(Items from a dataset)
☆ ☆ ☆ ☆

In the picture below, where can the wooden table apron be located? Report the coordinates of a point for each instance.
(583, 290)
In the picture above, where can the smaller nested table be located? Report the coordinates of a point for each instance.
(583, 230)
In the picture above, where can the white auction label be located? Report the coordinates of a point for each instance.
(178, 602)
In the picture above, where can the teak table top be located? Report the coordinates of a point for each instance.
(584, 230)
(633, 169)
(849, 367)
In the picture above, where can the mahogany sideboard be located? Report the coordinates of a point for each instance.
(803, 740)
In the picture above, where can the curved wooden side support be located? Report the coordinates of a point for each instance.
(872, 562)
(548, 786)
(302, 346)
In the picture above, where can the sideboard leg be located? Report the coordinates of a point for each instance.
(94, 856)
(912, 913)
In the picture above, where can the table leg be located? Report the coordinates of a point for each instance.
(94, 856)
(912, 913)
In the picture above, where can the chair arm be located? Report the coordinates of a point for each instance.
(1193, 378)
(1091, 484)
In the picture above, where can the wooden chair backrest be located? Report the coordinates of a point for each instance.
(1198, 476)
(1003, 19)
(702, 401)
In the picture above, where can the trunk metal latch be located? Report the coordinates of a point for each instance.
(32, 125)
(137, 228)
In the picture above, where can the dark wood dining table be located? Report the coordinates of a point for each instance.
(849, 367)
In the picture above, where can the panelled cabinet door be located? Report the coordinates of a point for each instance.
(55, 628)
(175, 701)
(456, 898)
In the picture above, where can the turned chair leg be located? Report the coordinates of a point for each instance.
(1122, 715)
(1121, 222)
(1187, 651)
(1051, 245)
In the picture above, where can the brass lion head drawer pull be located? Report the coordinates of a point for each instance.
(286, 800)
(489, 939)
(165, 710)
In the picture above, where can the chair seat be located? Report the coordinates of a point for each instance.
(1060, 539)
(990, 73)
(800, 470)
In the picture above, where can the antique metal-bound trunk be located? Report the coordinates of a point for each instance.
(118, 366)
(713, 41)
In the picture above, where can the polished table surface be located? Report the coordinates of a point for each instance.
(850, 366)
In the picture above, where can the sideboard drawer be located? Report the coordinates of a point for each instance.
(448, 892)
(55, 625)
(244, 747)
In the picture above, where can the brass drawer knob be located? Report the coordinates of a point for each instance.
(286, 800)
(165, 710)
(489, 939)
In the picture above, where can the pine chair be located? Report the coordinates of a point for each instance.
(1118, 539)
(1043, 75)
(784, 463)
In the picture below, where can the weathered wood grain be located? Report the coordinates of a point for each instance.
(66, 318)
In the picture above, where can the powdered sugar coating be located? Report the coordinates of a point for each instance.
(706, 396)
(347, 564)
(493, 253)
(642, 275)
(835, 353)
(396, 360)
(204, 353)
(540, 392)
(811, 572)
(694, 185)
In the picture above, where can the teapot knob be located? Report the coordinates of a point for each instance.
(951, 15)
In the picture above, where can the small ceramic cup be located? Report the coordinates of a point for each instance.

☆ ☆ ☆ ☆

> Problem details: Reproduce all records exactly, without omissions.

> Worked solution:
In the picture below, where can the wooden table apron be located? Report the coordinates of a point for each instance.
(583, 290)
In the picture above, where can the smaller nested table be located? Report the coordinates of a point for each instance.
(583, 230)
In the picture above, where can the white auction label be located? Report the coordinates of a point for each instance.
(178, 602)
In the picture above, where can the teak table top be located? Report the coordinates of a point for each instance.
(584, 230)
(633, 169)
(849, 367)
In the picture above, where can the mahogany sideboard be located? Report the coordinates of a point for each instance.
(803, 740)
In the picture above, where can the curved wooden side support be located? Report the coordinates of a point for each instance.
(872, 562)
(548, 786)
(302, 346)
In the picture above, where can the sideboard leg be located? Report the coordinates of a point for each instance.
(94, 856)
(912, 913)
In the picture above, where can the table leg be located? Report the coordinates of a point for each instance.
(94, 856)
(912, 913)
In the picture above, where can the chair arm be located? Report the coordinates of a point for each instance.
(1193, 378)
(1091, 484)
In the picture above, where can the wooden chair backrest be located? Report the coordinates of a point for each instance.
(1198, 476)
(1003, 19)
(702, 401)
In the picture above, where can the trunk metal latch be located? Report the coordinates of a point for each instance.
(32, 125)
(137, 228)
In the picture above, where can the dark wood dining table be located? Report the coordinates of a point for each instance.
(849, 367)
In the picture above, where can the panelled cabinet door be located? Report the coordinates of a point for each instance.
(55, 628)
(175, 701)
(456, 898)
In the picture above, where can the turned chair leg be located? Report the coordinates of a point for each instance.
(1122, 715)
(1121, 222)
(1187, 651)
(1051, 245)
In the picture above, where can the brass lion head drawer pull be located? Report the coordinates of a point for each instance.
(286, 800)
(489, 939)
(165, 710)
In the picture above, where can the chair seat be located? Report the coordinates of a point for each instance.
(1060, 539)
(990, 73)
(800, 470)
In the picture above, where can the antique metal-bound trunk be located? Report the coordinates of a point for each instance.
(118, 366)
(713, 41)
In the picture above, where can the polished table surface be located? Report the coordinates of a point for each instance.
(850, 366)
In the picture above, where can the sideboard drawer be located? Report the coordinates of a point for each instance.
(448, 892)
(55, 625)
(244, 747)
In the picture above, where can the brass drawer knob be located? Report the coordinates of a point for each instance.
(286, 800)
(165, 710)
(489, 939)
In the picture above, where can the pine chair be located? Report the coordinates of a point for each instance.
(1118, 539)
(1043, 75)
(784, 463)
In the picture below, where can the weathered wood grain be located? Report the coordinates of a point for each instance.
(66, 318)
In the picture above, where can the powdered sugar coating be located? Report the coordinates of a point for each instance.
(706, 396)
(347, 564)
(493, 253)
(642, 275)
(835, 353)
(396, 360)
(204, 353)
(540, 392)
(811, 572)
(694, 185)
In the picture above, where can the teapot knob be located? Report the coordinates of a point for each instance.
(951, 15)
In the picture above, where can the small ceramic cup be located? Report the coordinates of a point for each instance.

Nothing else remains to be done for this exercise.